Extrait:
□ □ □ □ □
« Les médecins n’en peuvent plus, c’est un cri d’alarme que nous lançons aujourd’hui ». Le ton a été donné immédiatement, ce mardi, par la Dr Lamia Kerdjana, présidente du syndicat Jeunes médecins Île-de-France, en dévoilant les résultats d’une enquête flash sur le PLFSS 2026, menée du 2 au 5 novembre, à laquelle près de 2 000 médecins ont participé (en grande partie adhérents).
Cette forte participation éclair révèle « un profond malaise » et « une colère croissante » de la profession, explique-t-elle. « Ce texte, rejeté à plus de 90 % par les répondants, a été perçu comme une nouvelle atteinte à la médecine libérale et une menace directe à la qualité des soins des patients », a-t-elle souligné lors d’une conférence de presse.
La « survie » des cabinets franciliens en danger ?
Majoritairement libéraux (65 %), les répondants sont surtout des spécialistes médicaux (47 %) mais aussi des chirurgiens (27 %), des généralistes (26 %), pour la plupart en exercice depuis 5 à 10 ans. « C’est la génération pivot, celle qui porte aujourd’hui les soins en France », a souligné la jeune anesthésiste. Parmi les répondants, 52 % sont en secteur 2, dont 35 % hors Optam, l’option de pratique tarifaire maîtrisée.
□ □ □ □ □
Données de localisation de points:
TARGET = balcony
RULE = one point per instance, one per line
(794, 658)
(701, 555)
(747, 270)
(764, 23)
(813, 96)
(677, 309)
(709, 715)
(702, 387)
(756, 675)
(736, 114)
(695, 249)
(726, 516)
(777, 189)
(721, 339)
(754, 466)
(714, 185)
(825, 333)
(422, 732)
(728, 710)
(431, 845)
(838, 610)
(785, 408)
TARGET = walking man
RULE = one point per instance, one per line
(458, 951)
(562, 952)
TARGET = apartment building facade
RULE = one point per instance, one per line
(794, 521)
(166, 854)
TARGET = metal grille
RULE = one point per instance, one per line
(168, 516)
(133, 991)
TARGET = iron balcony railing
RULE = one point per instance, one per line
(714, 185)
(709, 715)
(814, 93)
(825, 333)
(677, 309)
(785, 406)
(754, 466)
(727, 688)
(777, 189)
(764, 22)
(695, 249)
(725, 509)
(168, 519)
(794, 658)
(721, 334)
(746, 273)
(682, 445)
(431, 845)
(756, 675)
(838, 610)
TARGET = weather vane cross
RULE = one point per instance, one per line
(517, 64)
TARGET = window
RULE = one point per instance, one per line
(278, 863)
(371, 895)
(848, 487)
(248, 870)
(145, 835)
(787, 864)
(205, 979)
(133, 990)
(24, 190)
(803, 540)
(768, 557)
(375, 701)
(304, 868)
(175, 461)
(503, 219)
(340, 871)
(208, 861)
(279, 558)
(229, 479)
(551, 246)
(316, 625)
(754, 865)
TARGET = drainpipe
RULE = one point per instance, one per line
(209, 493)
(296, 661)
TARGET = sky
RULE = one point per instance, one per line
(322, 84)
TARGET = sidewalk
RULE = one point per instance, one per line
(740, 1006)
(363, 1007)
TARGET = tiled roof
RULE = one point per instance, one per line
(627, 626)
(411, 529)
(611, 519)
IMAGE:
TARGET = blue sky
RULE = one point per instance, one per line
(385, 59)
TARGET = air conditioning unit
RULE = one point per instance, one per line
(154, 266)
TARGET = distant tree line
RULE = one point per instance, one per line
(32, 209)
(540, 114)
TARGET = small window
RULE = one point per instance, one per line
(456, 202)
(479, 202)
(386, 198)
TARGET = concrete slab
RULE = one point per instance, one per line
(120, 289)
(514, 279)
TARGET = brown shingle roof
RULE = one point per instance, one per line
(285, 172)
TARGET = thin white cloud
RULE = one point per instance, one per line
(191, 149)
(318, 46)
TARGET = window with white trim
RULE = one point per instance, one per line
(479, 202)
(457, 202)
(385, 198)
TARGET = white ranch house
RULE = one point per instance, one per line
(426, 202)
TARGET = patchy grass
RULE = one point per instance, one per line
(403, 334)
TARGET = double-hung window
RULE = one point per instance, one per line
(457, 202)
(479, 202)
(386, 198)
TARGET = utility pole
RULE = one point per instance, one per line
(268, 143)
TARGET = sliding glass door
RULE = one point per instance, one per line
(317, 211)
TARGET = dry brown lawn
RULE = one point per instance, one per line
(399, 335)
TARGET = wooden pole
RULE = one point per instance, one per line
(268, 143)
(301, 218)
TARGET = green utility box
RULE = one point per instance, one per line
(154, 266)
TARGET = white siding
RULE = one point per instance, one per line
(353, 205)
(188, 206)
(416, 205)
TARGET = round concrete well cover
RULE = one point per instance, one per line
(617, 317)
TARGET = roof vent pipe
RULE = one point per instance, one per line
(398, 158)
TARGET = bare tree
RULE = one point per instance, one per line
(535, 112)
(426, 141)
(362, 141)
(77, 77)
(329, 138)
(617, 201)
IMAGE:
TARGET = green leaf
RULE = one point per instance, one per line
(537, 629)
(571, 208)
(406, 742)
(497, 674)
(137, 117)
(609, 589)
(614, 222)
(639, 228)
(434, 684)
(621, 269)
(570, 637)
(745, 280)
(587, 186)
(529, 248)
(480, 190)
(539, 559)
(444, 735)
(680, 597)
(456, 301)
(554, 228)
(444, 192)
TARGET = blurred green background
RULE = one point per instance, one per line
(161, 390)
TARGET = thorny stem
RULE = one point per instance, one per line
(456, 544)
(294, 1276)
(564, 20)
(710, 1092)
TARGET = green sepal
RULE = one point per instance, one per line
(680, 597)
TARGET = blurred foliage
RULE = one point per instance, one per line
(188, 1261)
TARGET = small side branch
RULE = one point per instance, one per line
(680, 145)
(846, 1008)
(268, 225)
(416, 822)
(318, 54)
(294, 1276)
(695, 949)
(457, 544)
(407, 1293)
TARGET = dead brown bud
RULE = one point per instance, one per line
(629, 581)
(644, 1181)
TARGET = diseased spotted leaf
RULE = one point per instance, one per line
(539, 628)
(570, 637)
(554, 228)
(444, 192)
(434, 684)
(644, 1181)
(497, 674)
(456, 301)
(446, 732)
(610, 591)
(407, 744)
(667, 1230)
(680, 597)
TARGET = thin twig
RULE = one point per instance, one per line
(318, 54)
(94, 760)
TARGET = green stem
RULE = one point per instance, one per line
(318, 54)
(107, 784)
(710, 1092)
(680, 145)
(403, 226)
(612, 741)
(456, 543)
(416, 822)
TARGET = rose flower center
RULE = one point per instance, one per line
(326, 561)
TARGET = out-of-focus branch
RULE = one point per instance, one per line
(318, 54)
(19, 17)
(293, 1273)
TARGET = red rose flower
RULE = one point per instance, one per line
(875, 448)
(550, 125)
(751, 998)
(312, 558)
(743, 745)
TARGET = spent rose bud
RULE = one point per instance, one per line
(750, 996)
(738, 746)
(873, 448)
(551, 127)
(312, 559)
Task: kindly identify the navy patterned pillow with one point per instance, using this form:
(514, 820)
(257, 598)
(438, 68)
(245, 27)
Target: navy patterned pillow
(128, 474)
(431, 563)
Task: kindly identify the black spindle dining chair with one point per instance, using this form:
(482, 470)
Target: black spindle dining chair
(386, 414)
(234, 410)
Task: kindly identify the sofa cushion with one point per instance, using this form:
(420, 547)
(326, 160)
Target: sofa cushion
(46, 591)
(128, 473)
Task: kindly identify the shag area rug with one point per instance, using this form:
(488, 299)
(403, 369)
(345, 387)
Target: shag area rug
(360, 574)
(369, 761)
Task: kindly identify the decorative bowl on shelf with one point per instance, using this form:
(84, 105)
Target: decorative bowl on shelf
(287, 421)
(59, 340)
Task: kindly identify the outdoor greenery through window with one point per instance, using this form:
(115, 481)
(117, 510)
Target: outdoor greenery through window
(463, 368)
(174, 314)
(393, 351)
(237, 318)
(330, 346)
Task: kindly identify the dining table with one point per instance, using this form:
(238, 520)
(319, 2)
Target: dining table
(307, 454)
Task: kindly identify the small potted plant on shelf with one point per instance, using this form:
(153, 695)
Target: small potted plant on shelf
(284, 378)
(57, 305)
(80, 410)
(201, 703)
□ □ □ □ □
Consigne: Reprenez l'article sur l'enquête menée auprès des médecins là où il s'arrête, dans la suite directe de sa dernière phrase. Les enregistrements n'ont aucun rapport avec l'article sur l'enquête menée auprès des médecins.

Réponse:
Parmi les mesures du PLFSS jugées les plus « menaçantes » par les praticiens franciliens : la régulation des dépassements d’honoraires voire la suppression du secteur 2 (réclamée par certains parlementaires) et la possible fixation « unilatérale » des tarifs par la Cnam, avec décotes autoritaires visant les spécialités rentières. En Île-de-France, où les charges et le coût de l’immobilier pèsent particulièrement lourd, les dépassements sont une question de « survie » des cabinets libéraux. « Paris est connu pour la cherté de son parc locatif (…) Cela devient très compliqué d’avoir un cabinet soutenable sans pratiquer de dépassements », souligne la Dr Lamia Kerdjana.
La question de la liberté d’exercice et de l’indépendance est posée. « On devient des salariés de la Cnam sans les droits… mais avec toutes les contraintes », résume un médecin répondant de l’enquête. Les inquiétudes portent aussi sur les patients : 86 % des médecins estiment que le PLFSS « fera baisser la qualité des soins » et 70 % qu’il « aggravera les déserts médicaux ».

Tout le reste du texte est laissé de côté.